Dataset content:
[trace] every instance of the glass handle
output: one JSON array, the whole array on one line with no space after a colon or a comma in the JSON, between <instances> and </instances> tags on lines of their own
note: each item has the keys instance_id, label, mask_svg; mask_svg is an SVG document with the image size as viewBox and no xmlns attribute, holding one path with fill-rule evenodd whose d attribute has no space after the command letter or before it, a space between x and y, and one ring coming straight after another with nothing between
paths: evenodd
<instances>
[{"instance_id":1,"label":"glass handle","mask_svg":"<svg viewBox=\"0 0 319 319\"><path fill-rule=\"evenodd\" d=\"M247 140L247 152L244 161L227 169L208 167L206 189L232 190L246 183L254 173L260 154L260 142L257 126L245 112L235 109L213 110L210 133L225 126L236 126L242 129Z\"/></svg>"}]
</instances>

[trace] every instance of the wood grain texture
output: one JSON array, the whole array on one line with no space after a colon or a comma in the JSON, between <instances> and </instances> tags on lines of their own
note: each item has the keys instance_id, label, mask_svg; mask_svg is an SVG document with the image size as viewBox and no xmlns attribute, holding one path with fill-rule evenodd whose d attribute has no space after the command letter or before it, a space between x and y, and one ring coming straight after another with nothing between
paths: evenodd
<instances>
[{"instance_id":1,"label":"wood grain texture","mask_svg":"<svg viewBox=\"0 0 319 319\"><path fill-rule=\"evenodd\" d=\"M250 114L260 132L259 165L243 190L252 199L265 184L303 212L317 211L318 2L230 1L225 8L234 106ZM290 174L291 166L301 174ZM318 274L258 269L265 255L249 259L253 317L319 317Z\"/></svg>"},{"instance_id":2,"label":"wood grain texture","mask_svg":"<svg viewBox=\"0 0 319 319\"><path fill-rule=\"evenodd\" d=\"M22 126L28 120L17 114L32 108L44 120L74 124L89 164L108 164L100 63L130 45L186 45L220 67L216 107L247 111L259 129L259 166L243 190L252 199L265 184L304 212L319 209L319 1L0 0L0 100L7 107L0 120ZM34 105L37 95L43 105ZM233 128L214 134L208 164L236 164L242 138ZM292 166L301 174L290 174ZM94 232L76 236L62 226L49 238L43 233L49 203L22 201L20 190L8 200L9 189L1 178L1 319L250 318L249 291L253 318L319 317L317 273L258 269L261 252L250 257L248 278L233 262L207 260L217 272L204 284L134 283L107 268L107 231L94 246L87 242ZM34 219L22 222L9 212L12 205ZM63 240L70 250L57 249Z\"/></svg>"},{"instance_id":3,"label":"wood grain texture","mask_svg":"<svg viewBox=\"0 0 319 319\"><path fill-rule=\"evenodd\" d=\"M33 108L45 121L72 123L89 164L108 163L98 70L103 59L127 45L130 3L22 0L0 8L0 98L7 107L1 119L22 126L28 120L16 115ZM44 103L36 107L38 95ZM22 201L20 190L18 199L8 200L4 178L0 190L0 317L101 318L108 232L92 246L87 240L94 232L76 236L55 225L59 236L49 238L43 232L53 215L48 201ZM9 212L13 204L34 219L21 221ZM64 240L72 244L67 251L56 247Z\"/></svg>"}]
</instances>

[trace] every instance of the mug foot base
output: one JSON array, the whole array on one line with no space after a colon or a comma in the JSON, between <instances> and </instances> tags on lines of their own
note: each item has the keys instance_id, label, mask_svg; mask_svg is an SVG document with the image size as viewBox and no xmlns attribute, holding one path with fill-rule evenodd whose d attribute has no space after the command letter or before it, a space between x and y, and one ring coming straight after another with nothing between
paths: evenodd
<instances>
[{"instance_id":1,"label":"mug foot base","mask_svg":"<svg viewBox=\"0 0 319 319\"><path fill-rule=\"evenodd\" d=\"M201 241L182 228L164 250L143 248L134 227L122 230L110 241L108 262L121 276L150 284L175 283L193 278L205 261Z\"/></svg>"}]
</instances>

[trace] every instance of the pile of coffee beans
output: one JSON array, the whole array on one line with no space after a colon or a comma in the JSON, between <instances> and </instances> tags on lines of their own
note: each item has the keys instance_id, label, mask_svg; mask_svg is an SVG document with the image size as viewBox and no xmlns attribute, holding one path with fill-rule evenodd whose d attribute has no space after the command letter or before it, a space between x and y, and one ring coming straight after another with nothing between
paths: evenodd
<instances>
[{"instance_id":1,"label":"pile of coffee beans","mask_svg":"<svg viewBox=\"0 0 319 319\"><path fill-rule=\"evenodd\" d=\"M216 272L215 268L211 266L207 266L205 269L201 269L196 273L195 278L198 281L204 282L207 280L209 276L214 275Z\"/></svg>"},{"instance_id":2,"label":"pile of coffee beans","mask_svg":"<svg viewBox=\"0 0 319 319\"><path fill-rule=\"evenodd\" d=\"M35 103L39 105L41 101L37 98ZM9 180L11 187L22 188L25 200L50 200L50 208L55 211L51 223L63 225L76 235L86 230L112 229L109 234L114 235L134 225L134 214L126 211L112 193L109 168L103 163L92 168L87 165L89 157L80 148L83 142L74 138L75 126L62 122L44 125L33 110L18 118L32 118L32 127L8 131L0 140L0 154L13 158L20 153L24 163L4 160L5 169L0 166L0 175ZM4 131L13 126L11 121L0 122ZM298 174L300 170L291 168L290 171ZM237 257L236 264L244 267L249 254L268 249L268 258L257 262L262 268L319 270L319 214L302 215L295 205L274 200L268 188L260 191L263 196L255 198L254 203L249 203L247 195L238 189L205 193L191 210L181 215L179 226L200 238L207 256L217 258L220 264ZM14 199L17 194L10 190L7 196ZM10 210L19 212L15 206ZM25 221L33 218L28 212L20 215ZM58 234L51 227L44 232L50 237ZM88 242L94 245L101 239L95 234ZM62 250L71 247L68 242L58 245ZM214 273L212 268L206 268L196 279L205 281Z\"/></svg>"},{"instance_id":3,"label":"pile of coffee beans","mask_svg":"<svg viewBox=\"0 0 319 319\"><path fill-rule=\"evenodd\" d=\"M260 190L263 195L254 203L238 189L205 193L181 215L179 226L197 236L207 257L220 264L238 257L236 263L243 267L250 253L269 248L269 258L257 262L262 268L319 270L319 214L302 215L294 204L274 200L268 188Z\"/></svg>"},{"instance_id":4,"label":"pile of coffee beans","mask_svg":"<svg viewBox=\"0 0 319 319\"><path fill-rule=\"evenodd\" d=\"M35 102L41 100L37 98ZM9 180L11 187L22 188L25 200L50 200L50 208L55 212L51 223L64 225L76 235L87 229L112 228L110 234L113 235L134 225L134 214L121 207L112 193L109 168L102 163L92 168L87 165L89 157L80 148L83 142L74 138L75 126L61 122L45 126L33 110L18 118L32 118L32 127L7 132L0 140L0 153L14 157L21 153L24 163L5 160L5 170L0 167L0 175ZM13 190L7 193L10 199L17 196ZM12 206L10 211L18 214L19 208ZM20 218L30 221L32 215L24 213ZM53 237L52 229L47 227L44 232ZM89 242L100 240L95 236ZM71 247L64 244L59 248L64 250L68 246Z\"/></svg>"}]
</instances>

Task statement: Your task is to quote the listing above word for word.

Solved problem:
[trace] every instance of the glass handle
output: one JSON array, the whole array on one line with no space after a colon or a comma in the JSON, between <instances> and </instances> tags on lines of their own
note: each item has the keys instance_id, label, mask_svg; mask_svg is an SVG document with the image size as viewBox and no xmlns attribute, holding one path with fill-rule evenodd whose d attribute has no space after the command letter or before it, a space between x and y, and one ring coming straight after another with nothing between
paths: evenodd
<instances>
[{"instance_id":1,"label":"glass handle","mask_svg":"<svg viewBox=\"0 0 319 319\"><path fill-rule=\"evenodd\" d=\"M247 140L247 152L244 161L227 169L208 167L206 189L232 190L246 183L254 173L260 154L260 142L257 126L245 112L235 109L213 110L210 133L225 126L236 126L242 129Z\"/></svg>"}]
</instances>

[trace] every instance of the wood grain texture
output: one JSON array, the whole array on one line with no space after a colon or a comma in the JSON, between <instances> and </instances> tags on lines of their own
note: each item has the keys instance_id, label, mask_svg; mask_svg is an SVG document with the image size as viewBox and no xmlns attribute, holding one path with fill-rule evenodd whose d attribute has no space after the command letter or before it, a space between x and y, and one ring coming straight after another with nothing between
paths: evenodd
<instances>
[{"instance_id":1,"label":"wood grain texture","mask_svg":"<svg viewBox=\"0 0 319 319\"><path fill-rule=\"evenodd\" d=\"M250 114L260 132L259 165L243 190L252 199L265 184L303 212L317 211L318 2L230 1L225 8L234 106ZM290 174L291 166L301 174ZM318 274L258 269L265 255L249 259L253 317L319 317Z\"/></svg>"},{"instance_id":2,"label":"wood grain texture","mask_svg":"<svg viewBox=\"0 0 319 319\"><path fill-rule=\"evenodd\" d=\"M22 126L28 120L17 114L32 108L44 120L74 124L89 164L108 164L100 63L130 45L186 45L220 67L216 107L247 111L259 129L259 166L243 190L252 199L265 184L304 212L319 209L319 1L0 0L0 100L7 107L0 120ZM34 105L37 95L43 105ZM233 128L214 134L208 164L236 164L242 138ZM292 166L301 174L290 174ZM94 232L76 236L62 226L49 238L43 233L49 203L22 201L20 190L8 200L9 189L1 178L1 319L250 318L249 291L253 318L319 317L317 273L258 269L261 252L250 257L248 278L233 262L207 260L217 272L204 284L134 283L107 268L107 231L94 246L87 242ZM34 219L22 222L9 212L12 205ZM63 240L70 250L57 249Z\"/></svg>"},{"instance_id":3,"label":"wood grain texture","mask_svg":"<svg viewBox=\"0 0 319 319\"><path fill-rule=\"evenodd\" d=\"M33 108L45 121L72 123L89 164L108 163L98 70L103 59L127 45L130 3L22 0L0 8L0 98L7 107L1 119L22 126L28 120L16 115ZM44 103L36 107L38 95ZM22 201L20 190L18 199L8 200L4 178L0 190L0 317L101 318L108 232L92 246L87 240L94 232L76 236L55 225L59 236L49 238L43 232L53 215L48 201ZM9 212L13 204L34 219L21 221ZM64 240L72 244L67 251L56 247Z\"/></svg>"}]
</instances>

[trace] every instance of the mug foot base
output: one JSON array, the whole array on one line with no space after a colon or a comma in the JSON, between <instances> and </instances> tags on lines of their own
note: each item has the keys instance_id, label, mask_svg; mask_svg is an SVG document with the image size as viewBox and no xmlns attribute, holding one path with fill-rule evenodd whose d attribute has no space after the command letter or before it, a space between x and y, and one ring coming straight after another with nothing between
paths: evenodd
<instances>
[{"instance_id":1,"label":"mug foot base","mask_svg":"<svg viewBox=\"0 0 319 319\"><path fill-rule=\"evenodd\" d=\"M201 241L182 228L164 250L143 248L134 227L122 230L110 241L108 262L121 276L150 284L175 283L193 278L205 261Z\"/></svg>"}]
</instances>

[trace] every instance of the pile of coffee beans
output: one JSON array, the whole array on one line with no space after a colon or a comma in the JSON, between <instances> and </instances> tags on lines of their own
note: each item has the keys instance_id, label, mask_svg; mask_svg is an SVG document with the image size as viewBox and no xmlns attribute, holding one path with fill-rule evenodd whose d attribute has no space after the command letter or before it, a space between x and y, and one ring coming straight after another with nothing between
paths: evenodd
<instances>
[{"instance_id":1,"label":"pile of coffee beans","mask_svg":"<svg viewBox=\"0 0 319 319\"><path fill-rule=\"evenodd\" d=\"M216 272L215 268L211 266L207 266L205 269L201 269L196 273L195 278L198 281L204 282L207 280L209 276L214 275Z\"/></svg>"},{"instance_id":2,"label":"pile of coffee beans","mask_svg":"<svg viewBox=\"0 0 319 319\"><path fill-rule=\"evenodd\" d=\"M35 103L39 105L41 101L37 98ZM9 180L11 187L22 188L25 200L50 200L50 208L55 211L51 223L63 225L76 235L86 230L112 229L109 234L114 235L134 225L134 214L126 211L112 193L109 168L103 163L92 168L87 165L89 157L80 148L83 142L74 138L75 126L62 122L44 125L33 110L18 118L32 118L32 127L8 131L0 140L0 154L13 158L20 153L24 163L4 160L5 169L0 166L0 175ZM4 131L13 126L11 121L0 122ZM298 174L300 170L291 168L290 171ZM237 257L236 264L244 267L249 254L268 249L268 258L257 262L262 268L319 270L319 214L302 215L295 205L274 200L268 188L260 191L263 196L255 198L254 203L249 203L247 195L238 189L205 193L191 210L181 215L179 226L200 238L207 256L217 258L220 264ZM14 199L17 194L10 190L7 196ZM10 210L19 212L15 206ZM25 221L33 218L28 212L20 215ZM58 234L51 227L44 232L50 237ZM88 242L94 245L101 239L95 234ZM62 250L71 247L68 242L58 245ZM214 273L212 268L206 268L196 279L205 281Z\"/></svg>"},{"instance_id":3,"label":"pile of coffee beans","mask_svg":"<svg viewBox=\"0 0 319 319\"><path fill-rule=\"evenodd\" d=\"M260 190L263 195L254 203L238 189L205 193L181 215L179 226L197 236L207 257L220 264L238 257L236 263L243 267L250 253L269 248L269 258L257 262L262 268L319 270L319 214L302 215L294 204L274 200L268 188Z\"/></svg>"},{"instance_id":4,"label":"pile of coffee beans","mask_svg":"<svg viewBox=\"0 0 319 319\"><path fill-rule=\"evenodd\" d=\"M35 102L41 100L37 98ZM9 180L11 187L22 188L25 200L50 200L50 208L55 212L51 223L64 225L76 235L87 229L112 228L110 234L113 235L134 225L134 214L121 207L112 193L109 168L102 163L92 168L87 165L89 157L80 148L83 142L74 138L75 126L61 122L45 126L33 110L18 118L32 118L32 127L7 132L0 140L0 153L14 157L21 153L24 163L5 160L5 170L0 167L0 175ZM13 190L7 193L10 199L17 196ZM12 206L10 211L18 214L19 208ZM20 218L30 221L32 215L24 213ZM53 237L52 229L47 227L44 232ZM89 242L100 240L95 236ZM71 247L64 244L59 248L64 250L68 246Z\"/></svg>"}]
</instances>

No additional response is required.